- **Problem statement**:
Produce an exact copy of all the records.
※
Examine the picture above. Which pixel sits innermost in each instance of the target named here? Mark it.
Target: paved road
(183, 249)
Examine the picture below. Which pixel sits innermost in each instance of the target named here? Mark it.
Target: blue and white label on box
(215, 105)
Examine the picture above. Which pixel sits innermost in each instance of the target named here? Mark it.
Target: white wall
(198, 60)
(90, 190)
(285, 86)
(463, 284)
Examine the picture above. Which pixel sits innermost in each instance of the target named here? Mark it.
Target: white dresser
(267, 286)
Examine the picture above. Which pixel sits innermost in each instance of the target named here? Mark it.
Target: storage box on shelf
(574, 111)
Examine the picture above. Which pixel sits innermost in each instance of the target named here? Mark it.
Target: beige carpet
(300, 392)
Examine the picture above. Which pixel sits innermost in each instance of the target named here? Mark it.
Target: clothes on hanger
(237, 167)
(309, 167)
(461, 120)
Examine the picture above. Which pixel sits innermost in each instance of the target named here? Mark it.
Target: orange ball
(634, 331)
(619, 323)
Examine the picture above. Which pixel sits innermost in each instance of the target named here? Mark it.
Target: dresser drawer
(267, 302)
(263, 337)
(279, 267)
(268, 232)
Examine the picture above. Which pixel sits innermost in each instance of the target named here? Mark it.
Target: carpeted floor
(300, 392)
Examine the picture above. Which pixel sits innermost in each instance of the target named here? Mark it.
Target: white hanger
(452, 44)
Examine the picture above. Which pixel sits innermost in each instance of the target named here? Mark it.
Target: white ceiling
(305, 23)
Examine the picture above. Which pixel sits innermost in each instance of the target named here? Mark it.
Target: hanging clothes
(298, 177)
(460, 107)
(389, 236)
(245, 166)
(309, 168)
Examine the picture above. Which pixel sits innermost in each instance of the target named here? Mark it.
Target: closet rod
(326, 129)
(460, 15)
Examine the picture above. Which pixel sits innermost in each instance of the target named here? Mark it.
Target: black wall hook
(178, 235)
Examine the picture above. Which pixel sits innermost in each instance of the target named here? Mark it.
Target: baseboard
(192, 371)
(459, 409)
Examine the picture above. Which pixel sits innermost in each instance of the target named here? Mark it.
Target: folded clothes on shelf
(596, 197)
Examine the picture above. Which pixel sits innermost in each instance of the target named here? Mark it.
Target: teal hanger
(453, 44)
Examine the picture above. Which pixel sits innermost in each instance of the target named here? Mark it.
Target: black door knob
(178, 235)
※
- **Response to the exercise**:
Examine the picture above. Which pixel sits innermost in each instance of the target named here? Mark it.
Target: paved road
(183, 249)
Examine the picture below. Which pixel sits innermost in each instance of the target named here? Mark it.
Target: blue and white label on box
(215, 105)
Examine the picture above. Which pixel sits innermost in each instance of the target named here? Mark it.
Target: white wall
(198, 60)
(90, 190)
(285, 86)
(463, 284)
Examine the picture above. Which pixel sits innermost in each instance of the target named here? Mark it.
Target: white dresser
(267, 286)
Examine the picture above. Which pixel sits innermost in each instance of the target named here? Mark it.
Target: storage box on shelf
(574, 111)
Examine the picture above. Which pixel sits innermost in each instance of the target named here? Mark it.
Target: beige carpet
(300, 392)
Examine the picture above. Which pixel sits innermost in each instance of the target named here? Mark it.
Target: clothes on hanger
(237, 167)
(309, 167)
(461, 120)
Examine the picture above. Which pixel sits innermost in each instance of the target named here? Mark it.
Target: orange ball
(634, 331)
(619, 323)
Examine the picture above. Which pixel sits innermost in each instance of the target named here? Mark it.
Target: dresser drawer
(267, 302)
(263, 337)
(279, 267)
(268, 232)
Examine the picture above. Which pixel sits innermost in each instance of the target named here? Mark it.
Target: carpeted floor
(300, 392)
Examine the picture above. Which pixel sits innermost in each instance of the target named here? Mark it.
Target: white hanger
(452, 44)
Examine the picture above. Which pixel sits innermost in each instance of the target named here? Mark it.
Target: white ceiling
(305, 23)
Examine the picture above. Which pixel sits innermost in each instance of the target named here? Mark it.
Target: hanging clothes
(298, 177)
(460, 107)
(389, 236)
(245, 166)
(309, 168)
Examine the picture above. Which pixel sits innermost in each instance of the target named here? Mark it.
Target: closet rod
(326, 129)
(460, 15)
Examine the picture above. Which pixel sits innermost in each instance of the target named here? Mark it.
Target: black wall hook
(178, 235)
Examine the picture above. Which pixel sits innermost in each instance of the target named here? Mark it.
Target: baseboard
(192, 371)
(459, 409)
Examine the picture above. Which pixel sits innermost in each instance of the target named here? Mark it.
Target: folded clothes on shelf
(596, 197)
Examine the picture above. Which pixel sits innermost in each instance of the target named here? Mark it.
Target: teal hanger
(453, 44)
Examine the picture above. Which pixel sits innermost in each instance of the target named here? Mark it.
Target: black door knob
(178, 235)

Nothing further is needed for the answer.